Task details | Each entry below should be returned exactly as is, with the pictures removed.

Data section |
----

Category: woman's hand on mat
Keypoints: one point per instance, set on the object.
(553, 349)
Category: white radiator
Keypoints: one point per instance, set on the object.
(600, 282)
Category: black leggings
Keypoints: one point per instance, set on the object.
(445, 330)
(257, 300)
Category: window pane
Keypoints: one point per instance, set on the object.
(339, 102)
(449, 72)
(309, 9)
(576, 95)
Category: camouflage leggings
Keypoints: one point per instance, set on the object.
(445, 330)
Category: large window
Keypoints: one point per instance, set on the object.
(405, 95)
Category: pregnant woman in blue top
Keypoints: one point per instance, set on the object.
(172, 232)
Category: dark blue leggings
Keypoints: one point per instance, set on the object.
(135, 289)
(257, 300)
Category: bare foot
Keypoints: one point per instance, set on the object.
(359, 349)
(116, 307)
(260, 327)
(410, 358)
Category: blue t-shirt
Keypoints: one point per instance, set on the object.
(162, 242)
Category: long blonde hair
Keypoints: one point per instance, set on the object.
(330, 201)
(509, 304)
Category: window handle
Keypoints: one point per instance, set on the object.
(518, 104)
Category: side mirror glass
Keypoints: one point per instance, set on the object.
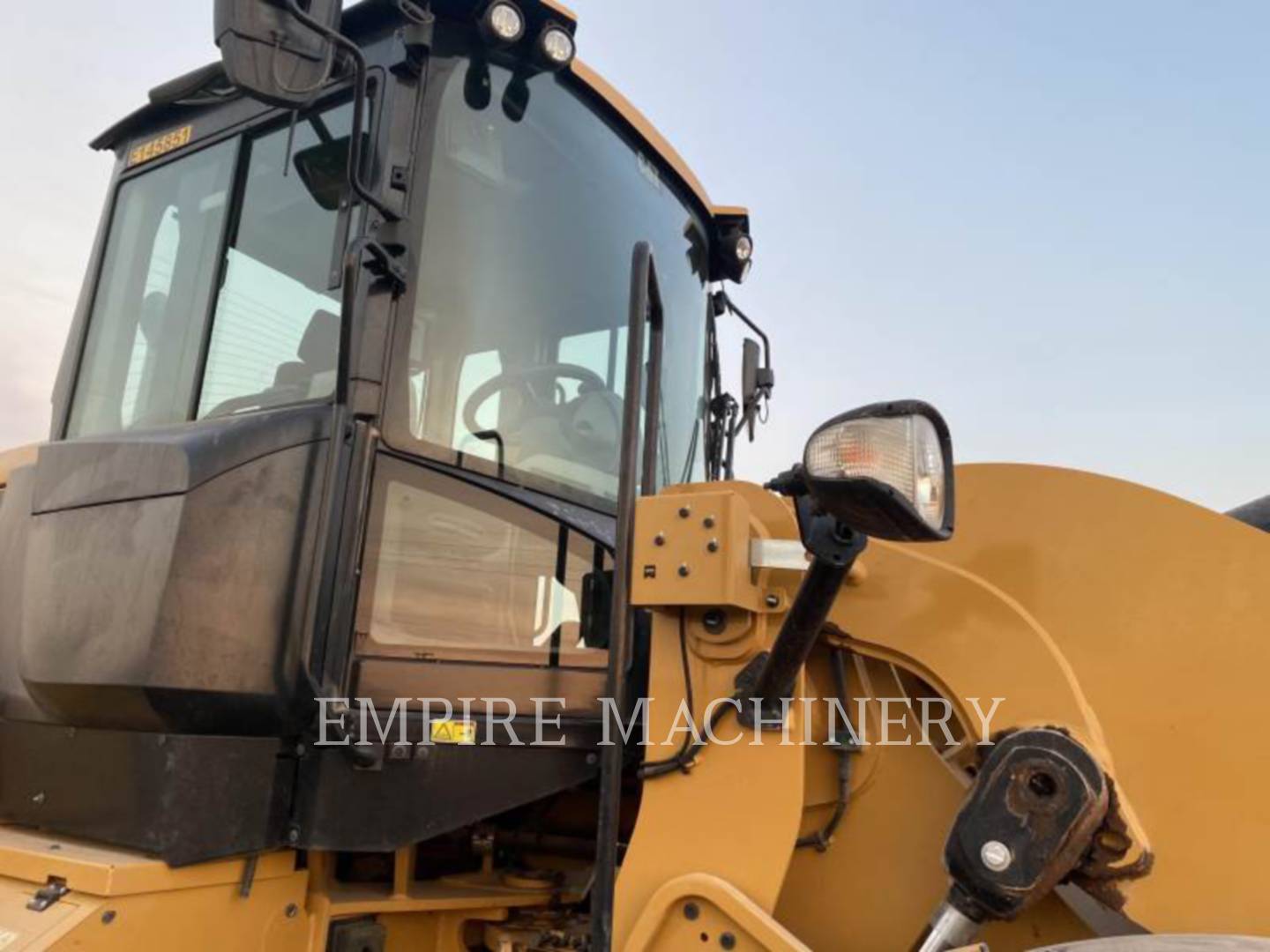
(270, 54)
(885, 470)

----

Written answer |
Category: woman's hand on mat
Keypoints: one point per instance, set on the object.
(553, 349)
Category: white radiator
Keypoints: one point per instance, set on the object.
(600, 282)
Category: black leggings
Keypoints: one point per instance, set on the object.
(445, 330)
(257, 300)
Category: window pane
Keypoints: one point per instance, set on the object.
(339, 102)
(449, 72)
(309, 9)
(576, 95)
Category: camouflage leggings
Keypoints: one point per instance, set on the object.
(445, 330)
Category: large window
Keypoints: one point per instance, set on the object.
(405, 95)
Category: pregnant woman in blue top
Keypoints: one point per instance, set on the object.
(172, 232)
Category: dark blue leggings
Keypoints: one point per instance, set on the object.
(135, 289)
(257, 300)
Category: bare foot
Keypoints: one point per instance, set on the object.
(359, 349)
(116, 307)
(260, 327)
(410, 358)
Category: blue t-shirt
Keypoints: one point per instance, set on the object.
(162, 242)
Category: long blonde hair
Keypoints: one point per instance, set on the object.
(330, 201)
(509, 304)
Category: window handle
Keypoints: one point per instance, set on the object.
(518, 104)
Category: side mirror glass
Keypoints: one point per instance, set on the object.
(270, 54)
(885, 470)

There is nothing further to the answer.